─── Excerpted passage

# Calculating score for Micronet Challange

Remark: We don't have to account for Batch Norm parameters and FLOPS - https://tehnokv.com/posts/fusing-batchnorm-and-conv/ since they can be fused with the preceding convolutional layer, Dropout is set to 0% so we don't need parameters/FLOPS for that too.

`counting.py` script is taken from https://github.com/google-research/google-research/blob/master/micronet_challenge/counting.py

### Imports

In [1]:
import torch
import torch.nn as nn
import numpy as np
import models
from counting import Conv2D, FullyConnected, GlobalAvg, Add, count_ops

# CIFAR100 submission

Let's look at WideResNet architecture which is a baseline architecture for calculating the score. It is also the architecture that we prune using our proposed method, hence the baseline model and our pruned model use the same architectures - the difference between them are sparsity levels per layer.

In [2]:
num_classes = 100
model_cfg = getattr(models, 'WideResNet28x10')
model = model_cfg.base(*model_cfg.args, num_classes=num_classes, **model_cfg.kwargs)
print(model)

WideResNet(
  (conv1): Conv2d(3, 16, kernel_size=(3, 3), stride=(1, 1), padding=(1, 1))
  (layer1): Sequential(
    (0): WideBasic(
      (bn1): BatchNorm2d(16, eps=1e-05, momentum=0.1, affine=True, track_running_stats=True)
      (conv1): Conv2d(16, 160, kernel_size=(3, 3), stride=(1, 1), padding=(1, 1))
      (dropout): Dropout(p=0.0)
      (bn2): BatchNorm2d(160, eps=1e-05, momentum=0.1, affine=True, track_running_stats=True)
      (conv2): Conv2d(160, 160, kernel_size=(3, 3), stride=(1, 1), padding=(1, 1))
      (shortcut): Sequential(
        (0): Conv2d(16, 160, kernel_size=(1, 1), stride=(1, 1))
      )
    )
    (1): WideBasic(
      (bn1): BatchNorm2d(160, eps=1e-05, momentum=0.1, affine=True, track_running_stats=True)
      (conv1): Conv2d(160, 160, kernel_size=(3, 3), stride=(1, 1), padding=(1, 1))
      (dropout): Dropout(p=0.0)
      (bn2): BatchNorm2d(160, eps=1e-05, momentum=0.1, affine=True, track_running_stats=True)

──────

Transcribe the passage of the score-calculation notebook between "### Imports" and "levels per layer.", inclusive. The records that follow are separate material and are unrelated to the score-calculation notebook.

─── Given entries

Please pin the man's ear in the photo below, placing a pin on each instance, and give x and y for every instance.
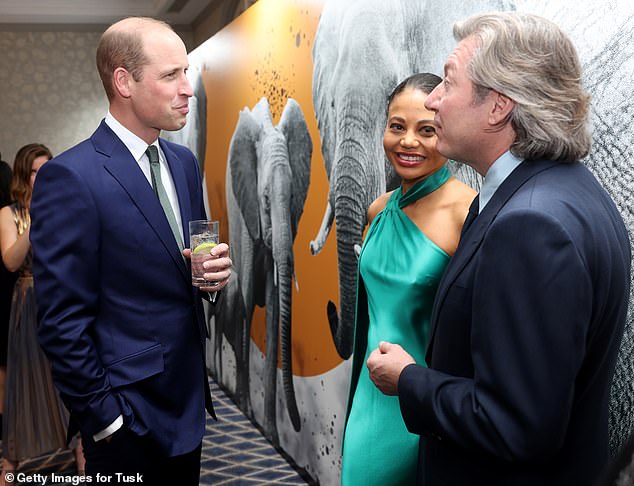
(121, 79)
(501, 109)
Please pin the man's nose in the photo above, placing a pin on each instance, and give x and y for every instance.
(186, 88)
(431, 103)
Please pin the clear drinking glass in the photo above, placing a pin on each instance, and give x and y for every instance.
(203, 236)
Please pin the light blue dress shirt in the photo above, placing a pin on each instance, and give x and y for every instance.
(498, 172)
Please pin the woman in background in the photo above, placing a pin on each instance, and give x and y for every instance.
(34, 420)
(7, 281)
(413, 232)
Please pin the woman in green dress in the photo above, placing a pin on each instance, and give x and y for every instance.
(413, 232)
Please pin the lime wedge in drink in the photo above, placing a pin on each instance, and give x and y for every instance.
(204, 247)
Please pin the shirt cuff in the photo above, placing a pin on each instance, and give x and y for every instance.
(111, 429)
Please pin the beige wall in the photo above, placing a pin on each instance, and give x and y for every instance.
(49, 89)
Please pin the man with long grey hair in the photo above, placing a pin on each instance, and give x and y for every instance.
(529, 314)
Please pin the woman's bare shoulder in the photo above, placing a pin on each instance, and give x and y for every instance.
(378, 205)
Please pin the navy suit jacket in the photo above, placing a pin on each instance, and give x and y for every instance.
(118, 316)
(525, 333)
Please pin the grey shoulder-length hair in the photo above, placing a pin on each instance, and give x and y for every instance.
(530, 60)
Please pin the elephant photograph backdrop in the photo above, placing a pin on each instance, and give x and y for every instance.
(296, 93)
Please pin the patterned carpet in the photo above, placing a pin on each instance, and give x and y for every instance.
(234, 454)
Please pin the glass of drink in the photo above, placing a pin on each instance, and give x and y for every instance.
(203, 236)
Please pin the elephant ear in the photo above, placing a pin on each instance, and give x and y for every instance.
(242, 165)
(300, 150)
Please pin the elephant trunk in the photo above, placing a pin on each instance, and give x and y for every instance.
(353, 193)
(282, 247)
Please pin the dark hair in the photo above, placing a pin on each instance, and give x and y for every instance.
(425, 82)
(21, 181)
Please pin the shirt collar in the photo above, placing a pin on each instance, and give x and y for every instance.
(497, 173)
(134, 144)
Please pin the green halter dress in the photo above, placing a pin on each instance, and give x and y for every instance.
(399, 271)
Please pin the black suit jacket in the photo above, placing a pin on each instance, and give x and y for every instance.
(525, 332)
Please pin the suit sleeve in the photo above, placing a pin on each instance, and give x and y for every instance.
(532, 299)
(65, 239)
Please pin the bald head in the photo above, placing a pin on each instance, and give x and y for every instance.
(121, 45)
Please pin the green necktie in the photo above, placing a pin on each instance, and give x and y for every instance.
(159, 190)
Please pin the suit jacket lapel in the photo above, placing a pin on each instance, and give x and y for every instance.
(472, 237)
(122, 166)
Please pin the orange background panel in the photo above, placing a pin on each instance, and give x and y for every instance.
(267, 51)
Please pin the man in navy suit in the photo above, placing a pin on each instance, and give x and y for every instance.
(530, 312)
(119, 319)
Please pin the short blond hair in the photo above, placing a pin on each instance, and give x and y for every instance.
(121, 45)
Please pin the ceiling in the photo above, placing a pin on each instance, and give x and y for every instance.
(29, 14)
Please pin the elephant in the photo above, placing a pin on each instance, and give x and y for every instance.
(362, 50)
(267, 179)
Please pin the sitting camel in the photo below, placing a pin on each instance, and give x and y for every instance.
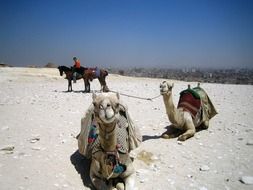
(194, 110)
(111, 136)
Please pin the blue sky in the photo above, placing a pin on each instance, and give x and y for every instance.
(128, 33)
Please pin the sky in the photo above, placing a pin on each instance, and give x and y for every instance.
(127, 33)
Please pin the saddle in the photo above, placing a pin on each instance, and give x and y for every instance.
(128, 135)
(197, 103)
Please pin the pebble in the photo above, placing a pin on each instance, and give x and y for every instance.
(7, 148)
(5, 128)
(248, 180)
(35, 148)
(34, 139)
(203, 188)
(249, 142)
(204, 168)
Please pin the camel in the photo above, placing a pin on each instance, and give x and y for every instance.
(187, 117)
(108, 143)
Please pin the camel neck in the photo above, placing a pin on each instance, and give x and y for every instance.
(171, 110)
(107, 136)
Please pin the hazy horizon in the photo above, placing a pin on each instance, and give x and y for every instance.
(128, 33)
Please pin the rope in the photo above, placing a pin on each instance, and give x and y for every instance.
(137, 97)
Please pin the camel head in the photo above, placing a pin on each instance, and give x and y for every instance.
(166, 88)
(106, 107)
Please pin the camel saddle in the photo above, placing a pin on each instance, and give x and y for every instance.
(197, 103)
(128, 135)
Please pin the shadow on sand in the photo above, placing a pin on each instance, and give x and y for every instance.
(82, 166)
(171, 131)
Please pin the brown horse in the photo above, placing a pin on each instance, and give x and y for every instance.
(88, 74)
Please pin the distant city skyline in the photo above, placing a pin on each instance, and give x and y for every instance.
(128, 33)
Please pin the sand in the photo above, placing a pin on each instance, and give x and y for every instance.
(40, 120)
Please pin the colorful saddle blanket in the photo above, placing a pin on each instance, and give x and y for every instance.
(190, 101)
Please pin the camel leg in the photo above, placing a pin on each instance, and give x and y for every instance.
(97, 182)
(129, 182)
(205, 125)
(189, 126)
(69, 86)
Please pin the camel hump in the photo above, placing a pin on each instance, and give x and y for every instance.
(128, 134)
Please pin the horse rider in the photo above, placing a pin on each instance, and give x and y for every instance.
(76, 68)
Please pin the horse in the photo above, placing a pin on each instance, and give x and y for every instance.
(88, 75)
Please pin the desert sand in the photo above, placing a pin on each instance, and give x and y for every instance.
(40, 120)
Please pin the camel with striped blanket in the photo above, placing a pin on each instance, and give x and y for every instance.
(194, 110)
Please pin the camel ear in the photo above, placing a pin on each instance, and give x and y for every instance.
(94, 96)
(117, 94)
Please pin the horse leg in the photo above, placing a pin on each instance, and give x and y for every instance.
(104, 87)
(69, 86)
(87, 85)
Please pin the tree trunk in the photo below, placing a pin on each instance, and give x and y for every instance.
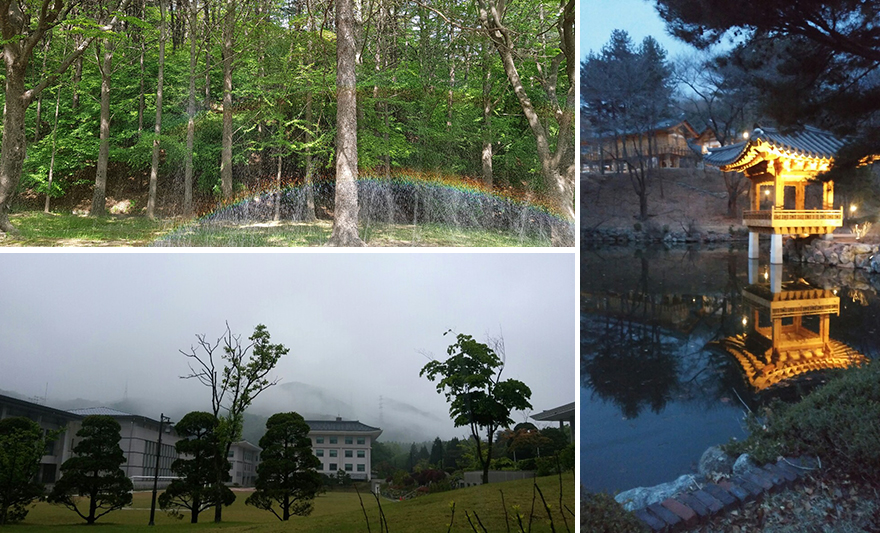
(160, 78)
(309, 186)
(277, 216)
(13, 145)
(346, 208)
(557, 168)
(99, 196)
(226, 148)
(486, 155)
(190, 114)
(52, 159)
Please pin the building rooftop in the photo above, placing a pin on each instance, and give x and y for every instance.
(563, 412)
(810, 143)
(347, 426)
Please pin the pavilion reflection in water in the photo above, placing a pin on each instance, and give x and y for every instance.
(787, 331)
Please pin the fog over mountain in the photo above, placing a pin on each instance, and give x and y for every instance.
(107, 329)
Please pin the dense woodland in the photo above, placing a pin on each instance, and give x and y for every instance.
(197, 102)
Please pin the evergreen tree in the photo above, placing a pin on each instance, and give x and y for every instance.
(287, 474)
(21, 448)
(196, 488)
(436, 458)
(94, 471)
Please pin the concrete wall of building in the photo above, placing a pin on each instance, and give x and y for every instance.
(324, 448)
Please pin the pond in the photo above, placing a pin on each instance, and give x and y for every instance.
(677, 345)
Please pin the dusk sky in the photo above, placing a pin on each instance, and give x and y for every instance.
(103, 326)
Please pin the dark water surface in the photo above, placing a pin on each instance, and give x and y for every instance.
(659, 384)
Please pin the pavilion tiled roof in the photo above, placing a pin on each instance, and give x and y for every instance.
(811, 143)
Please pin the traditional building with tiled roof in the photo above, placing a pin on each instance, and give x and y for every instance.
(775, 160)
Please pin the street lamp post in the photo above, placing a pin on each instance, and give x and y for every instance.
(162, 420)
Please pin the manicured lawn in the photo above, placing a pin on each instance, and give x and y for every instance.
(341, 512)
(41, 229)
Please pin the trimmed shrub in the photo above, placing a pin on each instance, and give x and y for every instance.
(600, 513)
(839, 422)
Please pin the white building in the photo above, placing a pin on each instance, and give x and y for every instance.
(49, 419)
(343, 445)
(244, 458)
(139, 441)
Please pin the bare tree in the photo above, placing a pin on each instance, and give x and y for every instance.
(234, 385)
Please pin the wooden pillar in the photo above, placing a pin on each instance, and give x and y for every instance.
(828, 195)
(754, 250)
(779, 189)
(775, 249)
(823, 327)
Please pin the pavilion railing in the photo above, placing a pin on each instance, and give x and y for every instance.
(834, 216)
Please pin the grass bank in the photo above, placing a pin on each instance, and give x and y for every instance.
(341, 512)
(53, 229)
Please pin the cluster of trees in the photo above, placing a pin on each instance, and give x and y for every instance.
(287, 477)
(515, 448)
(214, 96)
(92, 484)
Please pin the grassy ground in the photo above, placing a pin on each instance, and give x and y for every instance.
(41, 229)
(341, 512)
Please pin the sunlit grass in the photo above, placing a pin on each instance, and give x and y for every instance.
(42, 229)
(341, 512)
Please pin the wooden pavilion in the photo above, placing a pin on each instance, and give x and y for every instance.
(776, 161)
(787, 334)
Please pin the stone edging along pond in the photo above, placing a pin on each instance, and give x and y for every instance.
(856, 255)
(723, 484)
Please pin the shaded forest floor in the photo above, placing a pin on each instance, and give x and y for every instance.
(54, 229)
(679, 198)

──────

▸ **Exercise response**:
### Imports

In [1]:
import torch
import torch.nn as nn
import numpy as np
import models
from counting import Conv2D, FullyConnected, GlobalAvg, Add, count_ops

# CIFAR100 submission

Let's look at WideResNet architecture which is a baseline architecture for calculating the score. It is also the architecture that we prune using our proposed method, hence the baseline model and our pruned model use the same architectures - the difference between them are sparsity levels per layer.